(Recorded data)
######

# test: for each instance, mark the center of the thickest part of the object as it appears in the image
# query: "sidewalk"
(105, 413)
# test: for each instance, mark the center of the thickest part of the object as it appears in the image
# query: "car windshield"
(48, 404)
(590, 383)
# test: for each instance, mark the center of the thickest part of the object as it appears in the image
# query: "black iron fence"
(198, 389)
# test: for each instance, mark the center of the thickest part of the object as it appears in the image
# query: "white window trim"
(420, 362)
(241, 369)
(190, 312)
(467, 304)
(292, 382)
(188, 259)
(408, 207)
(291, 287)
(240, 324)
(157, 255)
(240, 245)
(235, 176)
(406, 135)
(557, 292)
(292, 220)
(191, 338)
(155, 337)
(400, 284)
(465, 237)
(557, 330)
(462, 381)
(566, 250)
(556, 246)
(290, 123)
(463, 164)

######

● **Brief**: A verbatim copy of all the records is to be produced.

● **Answer section**:
# test: for each instance, mark the center of the thickest part of the object as it appears in the image
# query: "sidewalk"
(105, 413)
# test: for each instance, mark the center of the thickest part of the object as it appears in the image
# query: "car windshield"
(48, 404)
(590, 383)
# test: for each instance, mark the center of the thickest part of the object as it appears in the image
# query: "black iron fence"
(198, 389)
# test: for each instance, mark the center of the thickest part of the object as it appears in the image
# query: "white window trim"
(420, 362)
(241, 369)
(190, 312)
(467, 304)
(292, 382)
(188, 259)
(408, 207)
(291, 287)
(240, 324)
(157, 255)
(240, 245)
(235, 176)
(406, 135)
(557, 292)
(292, 220)
(191, 338)
(155, 337)
(400, 284)
(465, 237)
(557, 330)
(462, 381)
(566, 250)
(556, 246)
(290, 123)
(463, 164)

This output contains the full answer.